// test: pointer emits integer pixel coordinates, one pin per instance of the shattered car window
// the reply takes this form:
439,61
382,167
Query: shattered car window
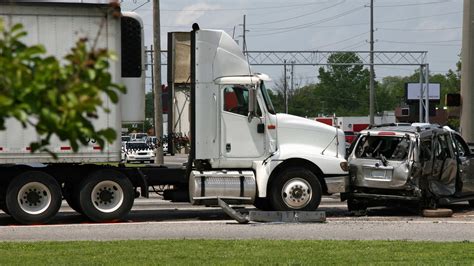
375,147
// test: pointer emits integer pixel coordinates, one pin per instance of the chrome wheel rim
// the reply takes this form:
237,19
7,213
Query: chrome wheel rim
34,198
107,196
296,193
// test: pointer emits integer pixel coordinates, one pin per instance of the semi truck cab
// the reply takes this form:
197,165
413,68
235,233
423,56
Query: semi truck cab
284,161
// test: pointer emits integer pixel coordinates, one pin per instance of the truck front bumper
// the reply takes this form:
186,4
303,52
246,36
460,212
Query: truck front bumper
337,184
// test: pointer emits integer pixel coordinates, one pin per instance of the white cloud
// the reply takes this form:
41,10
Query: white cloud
+---+
Output the complete listing exactly as it appears, except for the images.

Solution to this task:
// test: pointer emits integer pixel coordinates, one pin per instance of the shattered car window
// the reply takes this form:
439,61
382,167
Query: shattered car window
375,147
// test: pointer emits integer pixel coordinates, one pin per instance of the chrome wheel rim
// the reply takes this form:
237,19
7,213
Query: chrome wheel rim
34,198
107,196
296,193
// test: pointer emits integer pixel coordinates, one pin per instance of the semi truck cab
// the reply takes this form:
197,165
413,68
235,233
423,56
Query: semi truck cab
284,161
// test: pointer emits integer pixel coordinates, one pin per instance of the truck front bumper
// the reply takes this form:
186,4
303,52
246,36
460,212
Query: truck front bumper
337,184
// test: pointer emits integer pixel coordinates, one pin per instance of the white cloud
// the reply takes this form:
41,10
Query: white cloud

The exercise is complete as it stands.